> [Instruction 1] Show each line of the entries that contains the string "stem".

> [Document segment]
— start —

Learning and development 2021 – breaking it down and building us up
As the year unfolds, firms should be flexible with their learning and development planning and ensure that they listen to feedback and adapt and improve any initiatives along the way, writes Leonie Green.
My daughter recently started high school.
I had expected a bit of an adjustment in the first week or two, but what I hadn’t expected, or considered, was building my competency as a parent of a high-school student. That is, I had considered her adjustment as a student, but not mine as a parent.
I was very grateful when the first school newsletter included advice and guidance materials aimed at the parents. The materials very much hit the mark – giving me some readily actionable takeaways (which have already helped).
Such material and support is also very relevant in the workforce. In the ALPMA 2020 Survey Report, following the Australian Legal Industry Salary & HR Issues Survey Salary, 97 per cent of survey participants confirmed that they paid for staff training. This, of course, can mean anything from CPD requirements through to Masters or Specialist accreditation, or executive coaching and education.
There is a very wide variety of learning and development that we might engage in, and we can sometimes feel lost in the variety of options and miss the opportunity to take some action (however small) in the right direction.
As we enter 2021 and plan our learning and development activities (or cram in our CPD points before the end of the CPD year), it’s a timely opportunity to consider what we might do differently, for greater impact within our firm. How do we get a greater return on our investment, and where should we be investing?
Sometimes it’s about not trying to re-invent the wheel. There are some basic CPD requirements that can be really helpful and important, so make sure they are covered off first and foremost. Likewise, with compliance training, such as bullying and harassment, or work, health and safety training.
Importantly, make sure it’s engaging, rather than a tick-the-box exercise, and make sure it’s meeting the needs of your participants. Sometimes these can be in-house and all the more valuable – your finance person, for example, taking your lawyers through some financial literacy training can be incredibly beneficial (and it doesn’t happen nearly often enough).

— end —

> [Instruction 2] Resume the article on learning and development planning, starting right after its last sentence.

> [Entries provided]
— start —

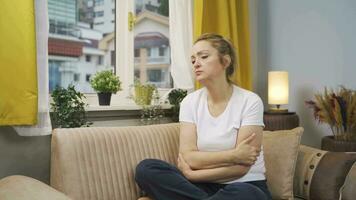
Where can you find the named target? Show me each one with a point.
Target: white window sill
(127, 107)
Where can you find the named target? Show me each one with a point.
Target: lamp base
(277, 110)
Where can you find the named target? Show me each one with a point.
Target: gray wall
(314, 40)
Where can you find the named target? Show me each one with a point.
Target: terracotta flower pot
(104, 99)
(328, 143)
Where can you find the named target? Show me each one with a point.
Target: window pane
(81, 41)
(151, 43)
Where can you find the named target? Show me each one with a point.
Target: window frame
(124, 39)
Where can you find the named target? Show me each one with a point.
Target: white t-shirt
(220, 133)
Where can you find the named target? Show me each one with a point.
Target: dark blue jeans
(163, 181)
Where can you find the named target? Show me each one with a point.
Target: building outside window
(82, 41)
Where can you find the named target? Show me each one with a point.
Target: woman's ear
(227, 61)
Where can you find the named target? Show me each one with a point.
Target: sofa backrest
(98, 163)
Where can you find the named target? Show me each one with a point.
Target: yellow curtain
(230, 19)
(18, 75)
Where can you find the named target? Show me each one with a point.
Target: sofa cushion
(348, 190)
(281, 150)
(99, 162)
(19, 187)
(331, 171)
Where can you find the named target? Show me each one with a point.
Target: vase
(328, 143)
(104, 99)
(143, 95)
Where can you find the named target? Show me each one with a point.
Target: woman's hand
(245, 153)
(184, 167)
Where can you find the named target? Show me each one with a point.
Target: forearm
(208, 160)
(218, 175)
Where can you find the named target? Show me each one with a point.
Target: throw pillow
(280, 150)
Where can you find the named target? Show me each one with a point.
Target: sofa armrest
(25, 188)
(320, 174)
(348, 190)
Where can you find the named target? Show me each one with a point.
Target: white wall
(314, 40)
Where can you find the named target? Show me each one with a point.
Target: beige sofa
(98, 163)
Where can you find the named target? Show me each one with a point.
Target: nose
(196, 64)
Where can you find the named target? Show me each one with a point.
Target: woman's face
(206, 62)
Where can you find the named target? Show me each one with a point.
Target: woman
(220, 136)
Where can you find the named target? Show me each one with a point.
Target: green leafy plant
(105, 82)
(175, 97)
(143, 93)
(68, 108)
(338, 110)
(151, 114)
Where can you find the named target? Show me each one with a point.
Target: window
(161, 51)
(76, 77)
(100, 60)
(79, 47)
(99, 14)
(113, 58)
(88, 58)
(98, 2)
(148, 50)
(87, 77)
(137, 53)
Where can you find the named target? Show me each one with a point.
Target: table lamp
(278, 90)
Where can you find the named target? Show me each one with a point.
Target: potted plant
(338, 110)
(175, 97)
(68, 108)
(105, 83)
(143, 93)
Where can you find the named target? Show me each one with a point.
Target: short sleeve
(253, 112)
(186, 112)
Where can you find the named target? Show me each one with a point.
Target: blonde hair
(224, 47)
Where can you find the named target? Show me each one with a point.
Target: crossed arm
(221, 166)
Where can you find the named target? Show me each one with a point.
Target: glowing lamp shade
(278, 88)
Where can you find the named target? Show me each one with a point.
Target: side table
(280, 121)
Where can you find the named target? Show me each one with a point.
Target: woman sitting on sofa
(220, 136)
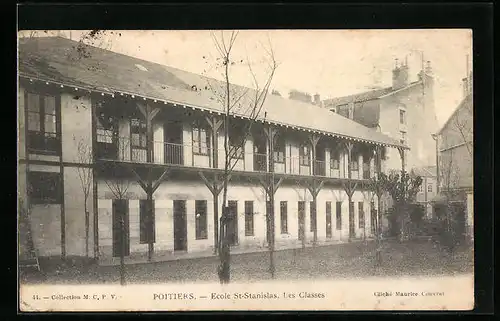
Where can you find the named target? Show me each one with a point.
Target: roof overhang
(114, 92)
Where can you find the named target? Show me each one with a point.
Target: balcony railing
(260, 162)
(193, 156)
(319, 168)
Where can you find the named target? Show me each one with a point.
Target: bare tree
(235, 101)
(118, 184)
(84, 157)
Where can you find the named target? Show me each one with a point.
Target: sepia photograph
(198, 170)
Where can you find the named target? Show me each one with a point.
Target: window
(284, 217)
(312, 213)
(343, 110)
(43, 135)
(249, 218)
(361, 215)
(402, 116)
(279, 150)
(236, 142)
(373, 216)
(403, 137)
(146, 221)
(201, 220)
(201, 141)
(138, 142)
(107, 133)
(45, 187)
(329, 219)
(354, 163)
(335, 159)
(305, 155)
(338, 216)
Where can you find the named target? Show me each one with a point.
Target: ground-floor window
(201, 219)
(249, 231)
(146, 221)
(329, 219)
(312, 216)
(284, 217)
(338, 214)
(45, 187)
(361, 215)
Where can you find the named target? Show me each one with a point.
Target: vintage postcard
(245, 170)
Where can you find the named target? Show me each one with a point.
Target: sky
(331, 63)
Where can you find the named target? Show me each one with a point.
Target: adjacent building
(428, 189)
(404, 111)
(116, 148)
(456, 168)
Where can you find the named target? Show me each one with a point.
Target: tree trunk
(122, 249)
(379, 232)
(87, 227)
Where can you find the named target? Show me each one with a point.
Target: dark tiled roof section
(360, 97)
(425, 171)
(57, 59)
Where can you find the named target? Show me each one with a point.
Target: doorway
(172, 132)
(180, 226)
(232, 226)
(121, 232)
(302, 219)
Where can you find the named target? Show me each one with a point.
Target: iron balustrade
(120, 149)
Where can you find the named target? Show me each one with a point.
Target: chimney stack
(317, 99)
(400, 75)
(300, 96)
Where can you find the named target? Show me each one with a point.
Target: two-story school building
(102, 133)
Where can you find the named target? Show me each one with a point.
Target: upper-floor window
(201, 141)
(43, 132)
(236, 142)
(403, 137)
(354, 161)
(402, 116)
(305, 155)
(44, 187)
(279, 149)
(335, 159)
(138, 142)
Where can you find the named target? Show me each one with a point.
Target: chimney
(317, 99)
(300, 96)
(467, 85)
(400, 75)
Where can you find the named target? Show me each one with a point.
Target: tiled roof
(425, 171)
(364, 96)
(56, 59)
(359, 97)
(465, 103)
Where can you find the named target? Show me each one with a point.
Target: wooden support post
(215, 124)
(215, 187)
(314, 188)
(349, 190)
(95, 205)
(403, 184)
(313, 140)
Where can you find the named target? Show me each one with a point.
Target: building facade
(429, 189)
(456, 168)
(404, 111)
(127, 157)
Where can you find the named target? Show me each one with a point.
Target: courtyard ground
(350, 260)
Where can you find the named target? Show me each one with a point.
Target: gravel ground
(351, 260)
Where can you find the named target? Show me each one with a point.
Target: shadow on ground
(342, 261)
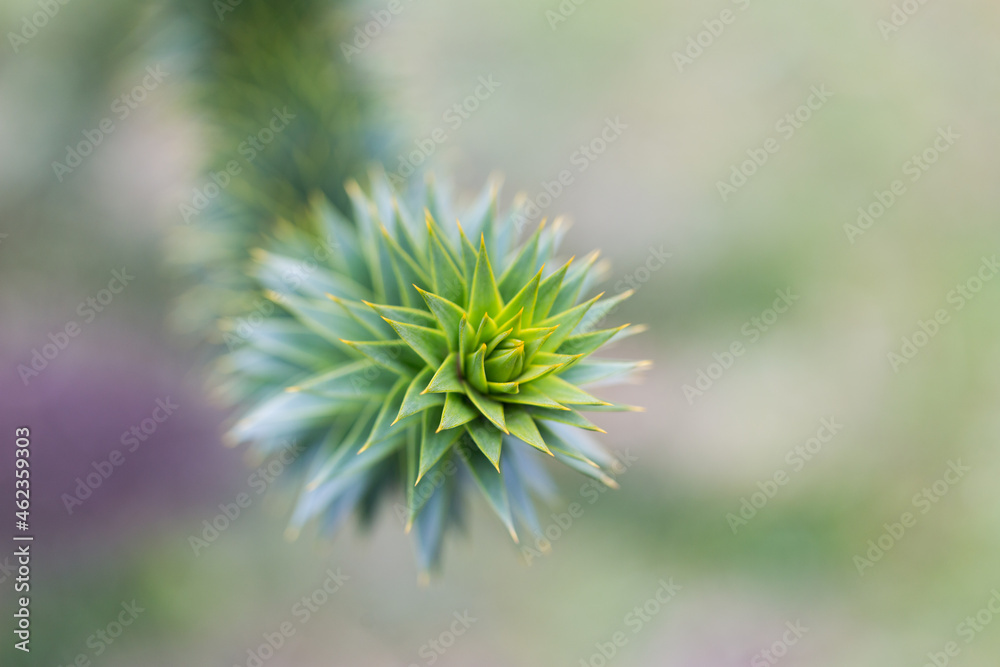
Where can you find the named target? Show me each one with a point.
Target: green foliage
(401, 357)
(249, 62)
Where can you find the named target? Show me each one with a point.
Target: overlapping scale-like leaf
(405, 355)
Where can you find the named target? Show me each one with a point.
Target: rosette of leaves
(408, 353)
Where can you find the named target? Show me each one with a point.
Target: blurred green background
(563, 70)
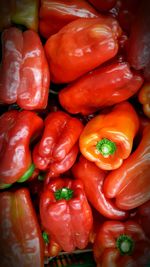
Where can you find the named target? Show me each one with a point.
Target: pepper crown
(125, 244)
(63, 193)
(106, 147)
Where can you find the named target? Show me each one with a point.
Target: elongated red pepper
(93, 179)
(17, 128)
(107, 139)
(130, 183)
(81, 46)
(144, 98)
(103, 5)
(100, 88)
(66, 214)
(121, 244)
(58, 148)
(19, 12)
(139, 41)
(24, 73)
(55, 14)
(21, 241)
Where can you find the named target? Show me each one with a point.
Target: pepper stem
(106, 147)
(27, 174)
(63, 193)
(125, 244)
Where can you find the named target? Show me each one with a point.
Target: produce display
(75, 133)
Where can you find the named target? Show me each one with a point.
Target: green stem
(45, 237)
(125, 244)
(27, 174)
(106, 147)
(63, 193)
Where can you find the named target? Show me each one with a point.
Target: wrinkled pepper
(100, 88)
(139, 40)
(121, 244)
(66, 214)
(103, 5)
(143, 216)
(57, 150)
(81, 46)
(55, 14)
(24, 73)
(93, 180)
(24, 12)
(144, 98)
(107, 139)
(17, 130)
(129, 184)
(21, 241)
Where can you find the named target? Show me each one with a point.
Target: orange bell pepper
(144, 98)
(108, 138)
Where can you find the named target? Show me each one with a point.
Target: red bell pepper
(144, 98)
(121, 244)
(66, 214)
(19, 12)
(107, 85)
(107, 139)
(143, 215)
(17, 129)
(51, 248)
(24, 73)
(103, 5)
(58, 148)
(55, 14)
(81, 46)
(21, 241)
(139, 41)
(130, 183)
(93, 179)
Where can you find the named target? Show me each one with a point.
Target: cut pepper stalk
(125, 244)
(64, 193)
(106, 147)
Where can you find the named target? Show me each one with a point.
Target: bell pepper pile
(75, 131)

— end —
— start —

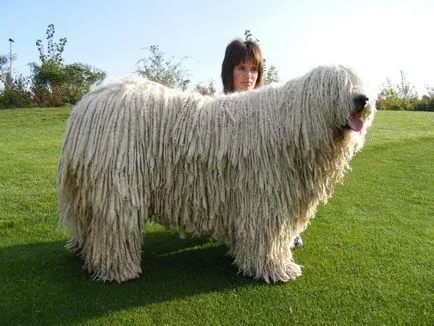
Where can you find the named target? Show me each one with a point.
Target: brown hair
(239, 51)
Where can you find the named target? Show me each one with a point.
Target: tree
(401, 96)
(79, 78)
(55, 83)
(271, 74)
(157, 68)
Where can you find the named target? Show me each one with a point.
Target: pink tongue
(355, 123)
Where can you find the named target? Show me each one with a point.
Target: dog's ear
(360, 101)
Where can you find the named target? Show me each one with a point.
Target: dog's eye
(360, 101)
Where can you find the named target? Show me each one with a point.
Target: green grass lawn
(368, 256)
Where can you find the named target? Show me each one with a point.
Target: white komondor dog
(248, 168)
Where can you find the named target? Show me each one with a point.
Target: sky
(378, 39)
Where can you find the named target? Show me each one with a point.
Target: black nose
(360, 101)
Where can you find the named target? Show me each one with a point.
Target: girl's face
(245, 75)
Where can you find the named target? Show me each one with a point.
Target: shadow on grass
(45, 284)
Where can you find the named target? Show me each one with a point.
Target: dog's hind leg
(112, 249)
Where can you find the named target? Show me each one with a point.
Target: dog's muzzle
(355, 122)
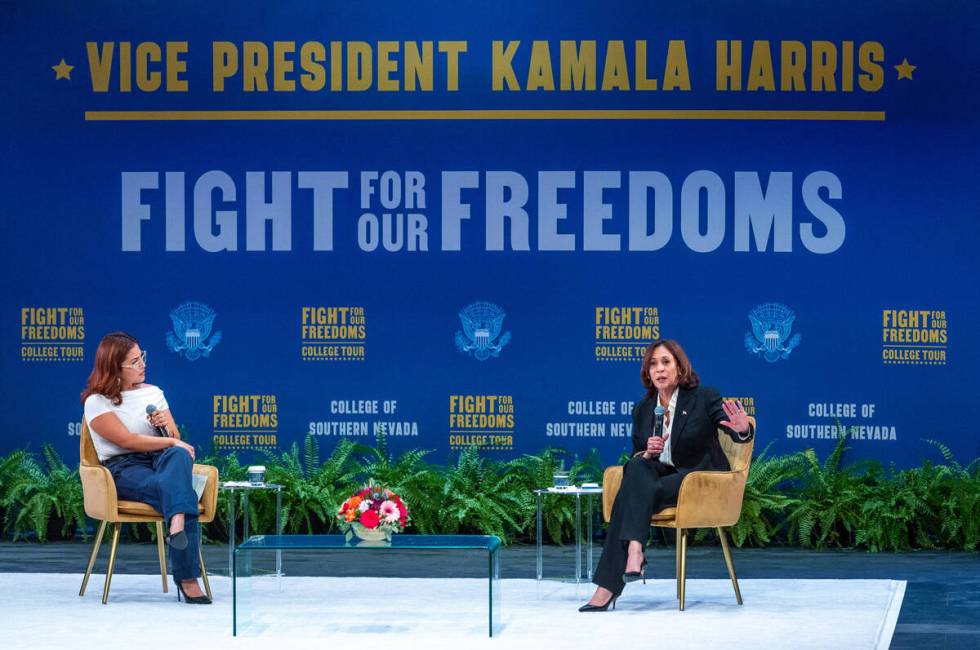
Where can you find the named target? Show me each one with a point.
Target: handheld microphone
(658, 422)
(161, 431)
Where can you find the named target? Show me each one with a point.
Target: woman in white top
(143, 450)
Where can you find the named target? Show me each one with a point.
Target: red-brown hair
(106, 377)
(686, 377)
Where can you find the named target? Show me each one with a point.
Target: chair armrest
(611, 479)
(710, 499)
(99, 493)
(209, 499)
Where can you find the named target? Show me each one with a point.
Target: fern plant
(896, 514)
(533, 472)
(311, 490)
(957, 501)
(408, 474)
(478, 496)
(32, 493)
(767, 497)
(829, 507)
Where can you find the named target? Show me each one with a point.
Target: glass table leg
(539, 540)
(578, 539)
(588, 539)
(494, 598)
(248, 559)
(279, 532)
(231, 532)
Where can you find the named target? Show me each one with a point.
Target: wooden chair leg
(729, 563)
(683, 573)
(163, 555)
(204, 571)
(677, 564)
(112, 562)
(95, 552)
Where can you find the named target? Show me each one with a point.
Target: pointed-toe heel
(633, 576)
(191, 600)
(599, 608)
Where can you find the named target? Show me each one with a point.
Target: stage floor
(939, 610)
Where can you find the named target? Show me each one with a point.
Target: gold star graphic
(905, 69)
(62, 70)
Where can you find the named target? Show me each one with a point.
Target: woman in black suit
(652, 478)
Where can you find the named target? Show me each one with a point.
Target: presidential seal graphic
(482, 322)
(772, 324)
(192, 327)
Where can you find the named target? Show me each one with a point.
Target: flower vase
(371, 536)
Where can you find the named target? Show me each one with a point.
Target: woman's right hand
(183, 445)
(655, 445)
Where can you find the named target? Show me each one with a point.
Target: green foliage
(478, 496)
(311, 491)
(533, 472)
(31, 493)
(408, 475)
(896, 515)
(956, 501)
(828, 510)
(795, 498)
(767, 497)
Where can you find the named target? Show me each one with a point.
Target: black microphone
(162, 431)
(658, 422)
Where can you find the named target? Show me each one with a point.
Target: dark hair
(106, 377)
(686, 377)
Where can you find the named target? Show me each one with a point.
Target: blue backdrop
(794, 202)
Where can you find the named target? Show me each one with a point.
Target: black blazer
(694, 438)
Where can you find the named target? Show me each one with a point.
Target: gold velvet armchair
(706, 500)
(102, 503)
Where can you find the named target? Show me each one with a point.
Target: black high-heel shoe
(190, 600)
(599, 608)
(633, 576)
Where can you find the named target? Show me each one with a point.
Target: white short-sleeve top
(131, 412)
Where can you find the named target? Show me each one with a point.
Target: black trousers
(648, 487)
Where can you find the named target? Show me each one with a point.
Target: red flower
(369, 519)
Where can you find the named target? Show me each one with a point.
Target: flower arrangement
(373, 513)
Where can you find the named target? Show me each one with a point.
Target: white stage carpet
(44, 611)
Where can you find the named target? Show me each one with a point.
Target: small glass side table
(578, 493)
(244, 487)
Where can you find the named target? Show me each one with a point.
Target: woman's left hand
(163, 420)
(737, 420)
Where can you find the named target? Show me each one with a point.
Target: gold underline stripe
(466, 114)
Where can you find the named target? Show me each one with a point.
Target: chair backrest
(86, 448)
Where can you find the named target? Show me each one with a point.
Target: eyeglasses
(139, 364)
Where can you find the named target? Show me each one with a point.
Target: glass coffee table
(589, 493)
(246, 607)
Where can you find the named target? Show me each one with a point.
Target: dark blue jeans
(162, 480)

— end —
— start —

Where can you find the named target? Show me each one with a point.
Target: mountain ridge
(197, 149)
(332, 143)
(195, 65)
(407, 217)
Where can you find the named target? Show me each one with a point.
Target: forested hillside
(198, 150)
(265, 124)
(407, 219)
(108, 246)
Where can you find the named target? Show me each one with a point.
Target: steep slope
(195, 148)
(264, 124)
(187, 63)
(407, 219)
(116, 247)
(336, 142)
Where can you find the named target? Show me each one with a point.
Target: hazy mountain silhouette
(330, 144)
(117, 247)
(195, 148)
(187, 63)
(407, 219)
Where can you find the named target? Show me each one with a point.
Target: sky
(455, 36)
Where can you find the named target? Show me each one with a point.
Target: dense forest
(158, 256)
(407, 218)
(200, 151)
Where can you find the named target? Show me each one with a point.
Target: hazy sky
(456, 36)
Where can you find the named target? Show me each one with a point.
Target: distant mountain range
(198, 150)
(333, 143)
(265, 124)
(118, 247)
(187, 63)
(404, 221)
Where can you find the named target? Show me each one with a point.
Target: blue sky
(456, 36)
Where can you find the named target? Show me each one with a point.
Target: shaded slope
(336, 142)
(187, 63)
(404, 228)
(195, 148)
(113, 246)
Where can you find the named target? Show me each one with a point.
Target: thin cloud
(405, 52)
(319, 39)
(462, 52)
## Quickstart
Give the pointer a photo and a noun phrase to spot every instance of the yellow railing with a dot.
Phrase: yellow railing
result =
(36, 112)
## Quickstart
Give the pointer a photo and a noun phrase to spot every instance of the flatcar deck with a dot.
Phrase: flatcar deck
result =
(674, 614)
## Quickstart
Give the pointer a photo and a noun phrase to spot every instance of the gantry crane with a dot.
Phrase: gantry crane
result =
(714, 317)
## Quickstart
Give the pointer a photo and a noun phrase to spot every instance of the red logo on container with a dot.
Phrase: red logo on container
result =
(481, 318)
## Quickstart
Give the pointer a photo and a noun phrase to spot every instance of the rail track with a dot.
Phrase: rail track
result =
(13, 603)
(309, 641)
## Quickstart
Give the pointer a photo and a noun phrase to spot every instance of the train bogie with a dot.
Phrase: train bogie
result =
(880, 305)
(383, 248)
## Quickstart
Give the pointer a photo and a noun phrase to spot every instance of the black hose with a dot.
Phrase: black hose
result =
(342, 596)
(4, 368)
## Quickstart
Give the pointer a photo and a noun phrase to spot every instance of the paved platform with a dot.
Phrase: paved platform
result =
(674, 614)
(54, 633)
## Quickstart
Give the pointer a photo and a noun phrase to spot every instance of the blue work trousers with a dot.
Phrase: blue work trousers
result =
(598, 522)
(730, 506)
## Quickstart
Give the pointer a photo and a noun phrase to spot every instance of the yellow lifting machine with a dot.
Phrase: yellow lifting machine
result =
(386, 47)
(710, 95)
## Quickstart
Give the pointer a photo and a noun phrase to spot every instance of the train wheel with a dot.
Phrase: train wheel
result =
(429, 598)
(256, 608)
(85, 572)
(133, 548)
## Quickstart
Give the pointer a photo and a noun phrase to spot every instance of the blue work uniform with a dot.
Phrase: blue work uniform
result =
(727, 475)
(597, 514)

— end —

> [Written response 1]
Target: pepper stem
Target: green stem

> [Written response 2]
Start with the old and plan out what will be delivered across these core areas to ensure it doesn’t get missed.
Innovation may be a bit of a buzz word, and yet it is so important for us to consider. It’s not only consideration of design thinking and innovation as an area for learning and development, but also being innovative in the way we plan and implement our learning and development.
How can we do it better? How do we target needs more specifically? How do we get real engagement from our employees through learning and development? What are the skills that our people are going to need next year, next week, tomorrow?
If you are wondering how best to answer these questions, pull together some of your brightest operators and get their feedback and suggestions as to what would work for them. Tap into industry trends or listen to futurists about the skills needed to be successful in both business and law in the years ahead, and include these areas in your learning and development planning.
Tried and true is sometimes best. Ask around – what have others found most effective and helpful? Where can you introduce more mentoring from successful employees or leaders? What have your employees enjoyed the most or found most helpful in previous learning and development? There is so much material that is accessible at little or no cost.
Podcasts and TED talks, for example, are free and often provide brilliant food for thought (i.e., learning and development).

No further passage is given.